What to work on: Which of the lines below hold "white"? Please return each one.

Extracted data:
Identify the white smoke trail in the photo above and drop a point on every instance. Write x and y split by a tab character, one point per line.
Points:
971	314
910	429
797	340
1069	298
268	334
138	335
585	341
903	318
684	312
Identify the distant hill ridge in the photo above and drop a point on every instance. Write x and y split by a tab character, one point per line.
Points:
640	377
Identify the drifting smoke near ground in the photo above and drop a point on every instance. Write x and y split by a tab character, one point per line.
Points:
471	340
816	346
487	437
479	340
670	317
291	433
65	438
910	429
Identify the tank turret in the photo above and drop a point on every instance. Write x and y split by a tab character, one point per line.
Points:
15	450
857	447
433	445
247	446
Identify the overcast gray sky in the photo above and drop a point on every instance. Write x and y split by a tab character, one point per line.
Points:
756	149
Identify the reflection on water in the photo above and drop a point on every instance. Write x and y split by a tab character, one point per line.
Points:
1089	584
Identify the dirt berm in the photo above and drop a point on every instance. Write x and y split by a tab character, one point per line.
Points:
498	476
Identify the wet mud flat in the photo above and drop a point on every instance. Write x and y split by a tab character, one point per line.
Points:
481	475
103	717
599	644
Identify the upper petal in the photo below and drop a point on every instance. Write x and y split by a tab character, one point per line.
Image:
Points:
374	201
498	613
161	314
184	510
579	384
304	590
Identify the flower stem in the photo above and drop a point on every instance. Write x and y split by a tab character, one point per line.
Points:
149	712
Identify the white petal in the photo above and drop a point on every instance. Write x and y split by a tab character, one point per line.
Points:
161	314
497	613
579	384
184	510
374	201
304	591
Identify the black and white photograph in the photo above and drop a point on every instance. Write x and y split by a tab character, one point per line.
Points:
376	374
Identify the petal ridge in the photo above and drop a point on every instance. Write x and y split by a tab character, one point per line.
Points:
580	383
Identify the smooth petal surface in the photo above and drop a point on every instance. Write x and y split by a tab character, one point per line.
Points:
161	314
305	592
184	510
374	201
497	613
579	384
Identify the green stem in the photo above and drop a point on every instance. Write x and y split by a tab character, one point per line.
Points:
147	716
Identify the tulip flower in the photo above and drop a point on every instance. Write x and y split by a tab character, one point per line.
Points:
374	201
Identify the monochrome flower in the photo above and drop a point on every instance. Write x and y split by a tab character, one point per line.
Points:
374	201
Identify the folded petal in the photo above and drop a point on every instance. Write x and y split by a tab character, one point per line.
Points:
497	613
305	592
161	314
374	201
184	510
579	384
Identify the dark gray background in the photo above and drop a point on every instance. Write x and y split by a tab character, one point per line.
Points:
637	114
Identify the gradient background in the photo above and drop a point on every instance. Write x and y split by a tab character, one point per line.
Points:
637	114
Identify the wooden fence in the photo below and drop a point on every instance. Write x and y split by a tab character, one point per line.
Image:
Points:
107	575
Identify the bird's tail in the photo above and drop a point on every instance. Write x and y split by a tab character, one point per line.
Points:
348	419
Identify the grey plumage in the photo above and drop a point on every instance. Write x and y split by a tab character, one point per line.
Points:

Solution to this task:
Identify the white smoke trail in the photo above and drop a point on every instance. Write x and y split by a tab character, one point per line.
Identify the white petal in the photo above and drop a point on every instance. Write x and y split by a tab character, one point per line.
Identify the black and white photograph in the photo above and drop a point on every instance. Write x and y split by a tab character, one point per line.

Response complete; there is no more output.